■ TEXT PROVIDED
South Yemen

 

Osama bin Laden approaches Prince Turki bin Faisal al Saud, head of the intelligence services of Saudi Arabia, with a plan to use Arab mujahedin from Afghanistan to overthrow the Marxist government in South Yemen.

Turki rejects his proposal, but bin Laden reportedly organizes fighters anyhow under the al Qaeda flag, and then (working with tribal leaders) makes a series of attacks in South Yemen. The attacks are so damaging and threatening that Yemeni President Ali Abdullah Saleh travels to Saudi Arabia to ask King Fahd to get bin Laden under control. The King then himself instructs bin Laden to stay out of Yemeni affairs, and Prince Nayef bin Abdulaziz al Saud (then the minister of the interior) demands bin Laden’s passport.

Less than a year later, Iraq invades Kuwait and bin Laden’s views of Saudi Arabia are forever transformed, with King Fahd inviting U.S. military forces to deploy to Saudi soil—a sacrilege to bin Laden that represents a new set of “crusaders” entering the lands of Islam.

■ DATA SECTION
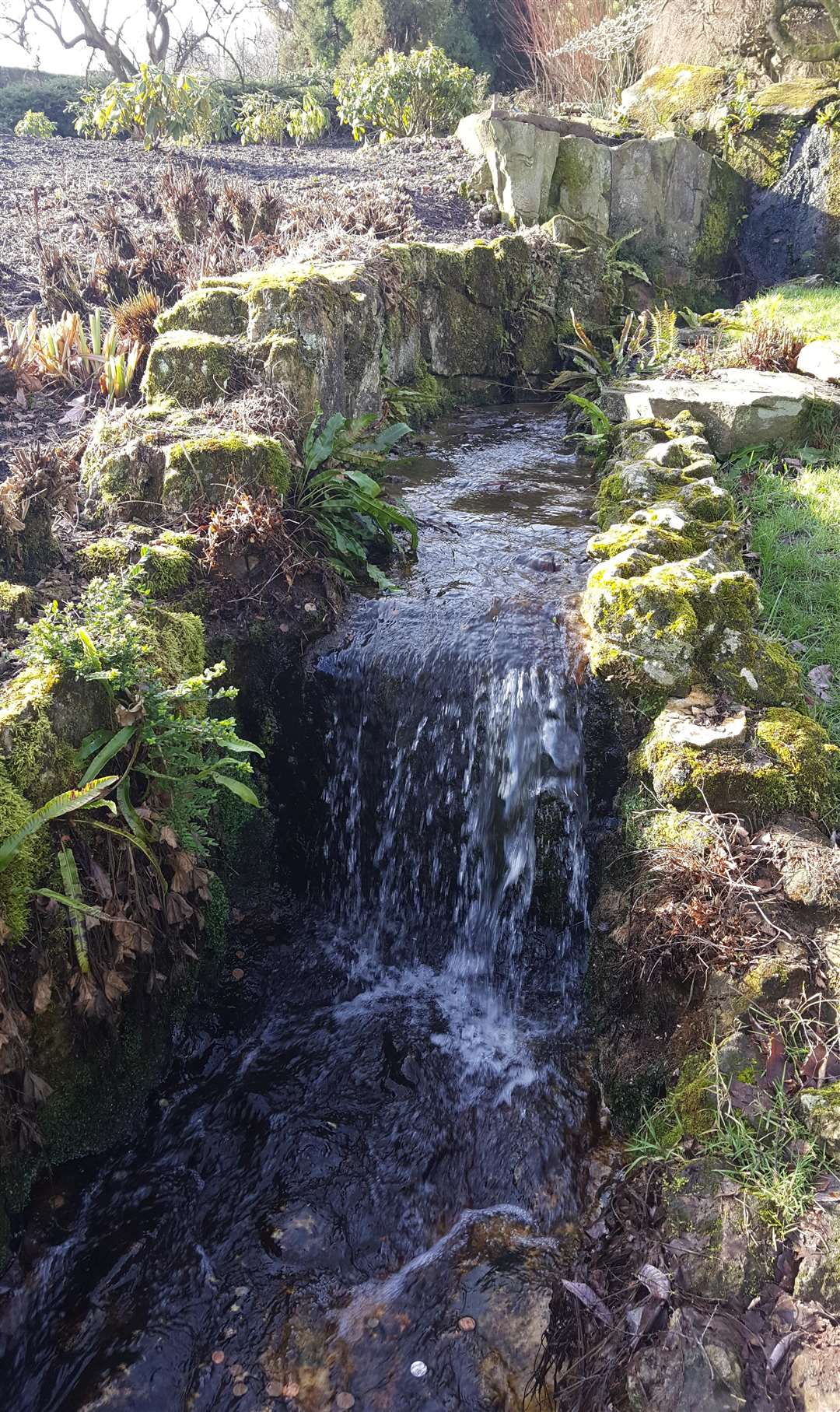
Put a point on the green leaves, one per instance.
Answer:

■ EXERCISE 1
According to the South Yemen text, who demands bin Laden's passport?
■ EXERCISE 2
Continue the South Yemen text, starting right after its final sentence.

■ RESULT 1
Prince Nayef bin Abdulaziz al Saud, then the minister of the interior.

■ RESULT 2
McNair Hall at North Carolina A&T State University

 

Khalid Sheikh Mohammed (KSM) graduates with an engineering degree from North Carolina A&T University, Jesse Jackson’s alma mater.

KSM had entered the United States four years earlier, first attending Chowan College in Murfreesboro to improve his English language proficiency. During his time in America, KSM mostly hung out with other Middle Eastern students. But he also attended lectures at East Coast mosques promoting the jihad against the Soviet Union in Afghanistan, which had invaded the country at the end of 1979. Those lectures are now thought to have included fundraising trips by Aymen al-Zawahiri and Abdullah Yusuf Azzam, who were free to travel in the U.S. (Azzam was Osama bin Laden’s intellectual mentor.)

With a Pakistani passport, but having grown up in Kuwait (as the son of an oil industry guest worker), KSM was already a man of the world. And after he graduated, he went from Kuwait to Peshawar, Pakistan, where he joined his brother, Zahed, who ran one of many NGOs providing aid and relief for fighters and refugees from Afghanistan.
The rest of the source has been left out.